TASK INSTRUCTIONS →
Return an exact copy of the lines from the one holding "Reviewer note: every instance of the lizard in" to the end of the data, including both the starting and final lines. Leave the pictures out.

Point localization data

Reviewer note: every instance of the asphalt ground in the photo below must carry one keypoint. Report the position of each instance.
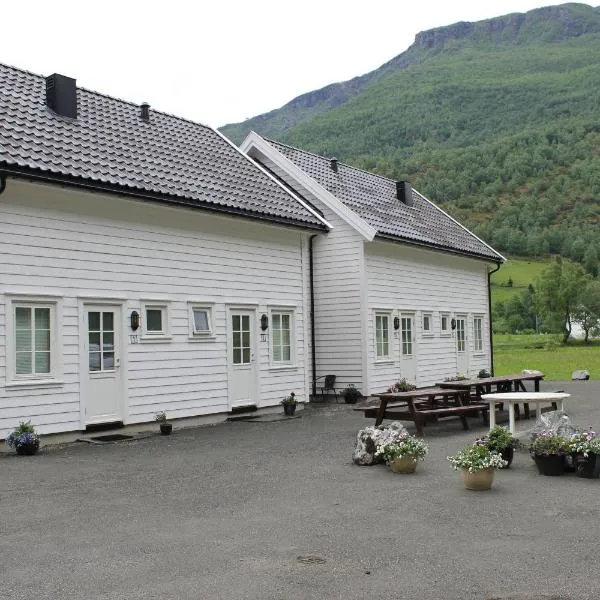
(276, 510)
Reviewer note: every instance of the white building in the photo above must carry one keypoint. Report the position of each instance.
(400, 288)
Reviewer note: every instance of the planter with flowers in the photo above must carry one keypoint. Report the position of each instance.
(549, 450)
(478, 465)
(24, 439)
(289, 404)
(403, 454)
(501, 440)
(585, 448)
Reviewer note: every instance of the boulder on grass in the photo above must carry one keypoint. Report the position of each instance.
(580, 375)
(370, 437)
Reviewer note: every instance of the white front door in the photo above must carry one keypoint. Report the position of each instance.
(462, 357)
(242, 365)
(408, 359)
(103, 400)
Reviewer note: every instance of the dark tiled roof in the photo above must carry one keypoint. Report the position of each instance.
(373, 198)
(109, 145)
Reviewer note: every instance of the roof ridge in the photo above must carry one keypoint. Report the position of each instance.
(114, 98)
(325, 158)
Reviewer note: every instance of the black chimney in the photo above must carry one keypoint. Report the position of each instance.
(61, 95)
(404, 192)
(145, 111)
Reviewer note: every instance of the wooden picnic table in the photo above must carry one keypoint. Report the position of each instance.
(425, 405)
(502, 384)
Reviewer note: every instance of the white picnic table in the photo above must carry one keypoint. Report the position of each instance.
(511, 398)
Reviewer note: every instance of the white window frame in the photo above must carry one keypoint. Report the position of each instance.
(200, 336)
(481, 349)
(283, 310)
(384, 358)
(427, 332)
(24, 380)
(448, 317)
(164, 307)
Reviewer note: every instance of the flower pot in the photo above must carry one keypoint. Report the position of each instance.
(550, 464)
(28, 449)
(478, 480)
(407, 464)
(507, 455)
(588, 466)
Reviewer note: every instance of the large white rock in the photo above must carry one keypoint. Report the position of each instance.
(370, 437)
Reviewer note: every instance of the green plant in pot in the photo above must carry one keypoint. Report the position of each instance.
(478, 465)
(289, 404)
(24, 439)
(402, 454)
(502, 441)
(351, 394)
(549, 451)
(165, 427)
(585, 449)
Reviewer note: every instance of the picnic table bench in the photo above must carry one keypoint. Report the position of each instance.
(425, 405)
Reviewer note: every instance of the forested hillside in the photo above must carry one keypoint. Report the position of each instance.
(497, 121)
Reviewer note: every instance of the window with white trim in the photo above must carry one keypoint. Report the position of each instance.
(445, 323)
(382, 336)
(155, 323)
(282, 328)
(427, 324)
(32, 346)
(478, 334)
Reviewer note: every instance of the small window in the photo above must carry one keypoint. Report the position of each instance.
(427, 324)
(281, 337)
(382, 336)
(155, 323)
(478, 334)
(445, 323)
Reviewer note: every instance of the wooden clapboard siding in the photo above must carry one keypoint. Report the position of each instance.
(76, 244)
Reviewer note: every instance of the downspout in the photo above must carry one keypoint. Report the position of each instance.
(490, 273)
(312, 315)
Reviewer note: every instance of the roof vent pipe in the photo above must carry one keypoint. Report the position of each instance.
(145, 111)
(404, 192)
(61, 95)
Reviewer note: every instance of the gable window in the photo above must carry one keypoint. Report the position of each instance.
(427, 324)
(478, 334)
(156, 320)
(31, 341)
(445, 323)
(382, 336)
(281, 337)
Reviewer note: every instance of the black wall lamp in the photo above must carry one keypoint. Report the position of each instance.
(264, 322)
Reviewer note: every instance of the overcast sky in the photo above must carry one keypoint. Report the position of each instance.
(223, 61)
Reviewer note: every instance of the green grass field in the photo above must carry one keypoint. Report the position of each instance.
(513, 353)
(521, 271)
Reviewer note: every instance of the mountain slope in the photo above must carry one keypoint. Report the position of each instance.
(498, 120)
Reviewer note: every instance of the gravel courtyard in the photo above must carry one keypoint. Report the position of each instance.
(277, 511)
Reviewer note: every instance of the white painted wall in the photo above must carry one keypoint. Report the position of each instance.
(75, 244)
(404, 278)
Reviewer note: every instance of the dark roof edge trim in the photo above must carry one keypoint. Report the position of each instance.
(95, 186)
(439, 248)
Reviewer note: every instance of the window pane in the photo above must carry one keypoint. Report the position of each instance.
(42, 318)
(200, 320)
(94, 321)
(154, 319)
(42, 362)
(23, 363)
(108, 321)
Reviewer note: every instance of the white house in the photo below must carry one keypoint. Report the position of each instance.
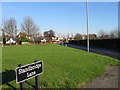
(43, 40)
(10, 41)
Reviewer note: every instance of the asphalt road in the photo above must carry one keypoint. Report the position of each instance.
(107, 52)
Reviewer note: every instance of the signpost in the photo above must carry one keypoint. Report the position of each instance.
(26, 72)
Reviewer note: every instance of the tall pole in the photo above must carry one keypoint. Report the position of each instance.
(87, 25)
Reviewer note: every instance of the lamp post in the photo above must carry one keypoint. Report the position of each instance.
(87, 25)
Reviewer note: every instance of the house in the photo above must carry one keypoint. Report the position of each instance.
(29, 37)
(10, 41)
(43, 40)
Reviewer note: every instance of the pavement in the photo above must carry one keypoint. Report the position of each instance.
(107, 52)
(109, 79)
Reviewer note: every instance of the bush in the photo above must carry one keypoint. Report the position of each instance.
(24, 39)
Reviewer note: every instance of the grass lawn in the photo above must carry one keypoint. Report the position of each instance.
(64, 67)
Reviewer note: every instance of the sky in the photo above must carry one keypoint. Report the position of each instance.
(65, 17)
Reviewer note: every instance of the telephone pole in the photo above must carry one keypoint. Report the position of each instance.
(87, 25)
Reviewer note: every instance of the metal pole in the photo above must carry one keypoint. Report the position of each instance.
(37, 80)
(22, 83)
(87, 25)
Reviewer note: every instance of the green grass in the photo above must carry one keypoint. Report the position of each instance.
(64, 67)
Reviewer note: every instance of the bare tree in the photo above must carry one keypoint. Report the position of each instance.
(29, 27)
(10, 27)
(101, 33)
(78, 36)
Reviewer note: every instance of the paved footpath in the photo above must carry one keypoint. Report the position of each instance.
(111, 77)
(108, 80)
(107, 52)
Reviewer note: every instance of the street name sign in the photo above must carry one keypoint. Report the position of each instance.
(26, 72)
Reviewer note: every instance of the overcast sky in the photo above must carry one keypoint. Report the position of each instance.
(65, 17)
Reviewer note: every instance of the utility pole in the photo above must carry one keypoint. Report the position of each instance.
(87, 25)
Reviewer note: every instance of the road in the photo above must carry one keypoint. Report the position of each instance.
(106, 52)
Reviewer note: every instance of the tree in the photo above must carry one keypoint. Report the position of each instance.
(10, 27)
(49, 34)
(92, 36)
(78, 36)
(101, 32)
(29, 27)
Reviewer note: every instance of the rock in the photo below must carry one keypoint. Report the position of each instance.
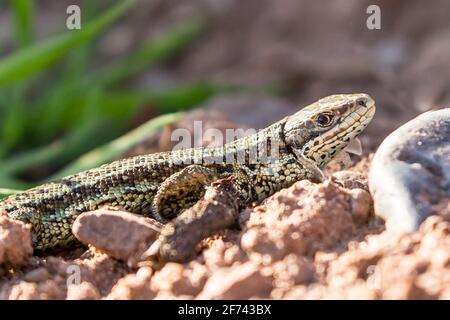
(15, 242)
(37, 275)
(121, 235)
(410, 171)
(237, 282)
(302, 219)
(82, 291)
(133, 286)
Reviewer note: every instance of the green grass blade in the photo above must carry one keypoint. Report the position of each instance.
(23, 14)
(151, 52)
(33, 59)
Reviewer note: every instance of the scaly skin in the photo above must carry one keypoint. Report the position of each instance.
(161, 185)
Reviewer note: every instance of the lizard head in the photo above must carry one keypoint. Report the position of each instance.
(319, 131)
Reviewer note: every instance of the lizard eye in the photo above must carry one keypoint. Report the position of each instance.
(361, 102)
(324, 119)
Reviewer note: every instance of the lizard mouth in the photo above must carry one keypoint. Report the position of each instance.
(350, 125)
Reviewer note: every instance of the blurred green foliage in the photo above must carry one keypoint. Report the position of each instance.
(55, 106)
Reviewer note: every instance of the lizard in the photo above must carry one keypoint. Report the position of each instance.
(162, 185)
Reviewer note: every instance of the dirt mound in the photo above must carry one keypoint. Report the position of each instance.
(307, 241)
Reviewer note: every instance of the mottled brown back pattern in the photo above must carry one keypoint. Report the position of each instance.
(163, 184)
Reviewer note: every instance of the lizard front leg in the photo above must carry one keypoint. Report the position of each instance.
(218, 210)
(181, 190)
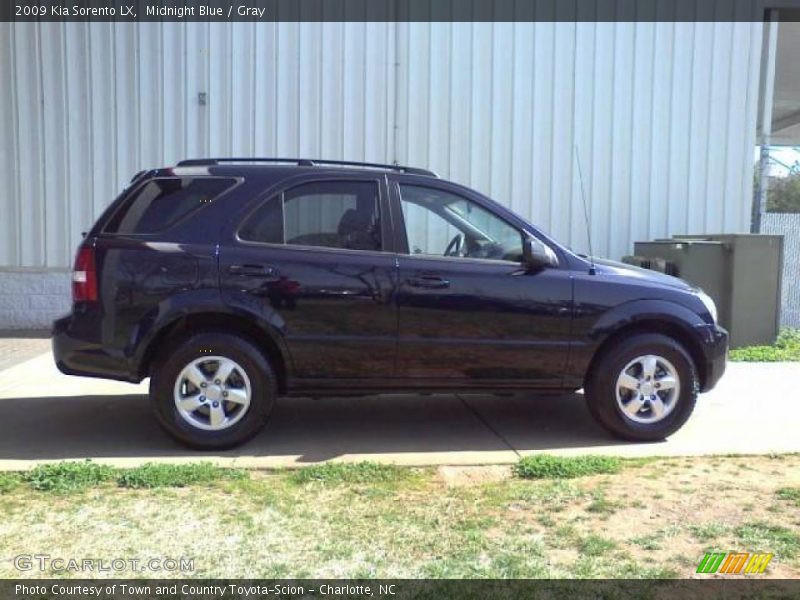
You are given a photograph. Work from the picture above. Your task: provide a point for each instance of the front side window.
(329, 214)
(439, 223)
(161, 202)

SOLUTION TO THIS PROBLEM →
Reviewer note: every instance of the lizard in the photo above must carry one keypoint. Report the position of each instance.
(162, 185)
Reviewer note: every instance of the dirt mound in the photo above must carry one keypoint. Report the position of each instance.
(307, 241)
Reviewer note: every instance of the mottled brown back pattern in the photo above must carry one keypoint. Report the position of each instance.
(163, 184)
Reviewer note: every instance of the lizard front leg in the photo above must carry one keypoint. Report the position of each instance.
(218, 210)
(181, 190)
You are given a photograph. Work from the picture above. Your task: provide a point for each instance of the front side window.
(329, 214)
(439, 223)
(161, 202)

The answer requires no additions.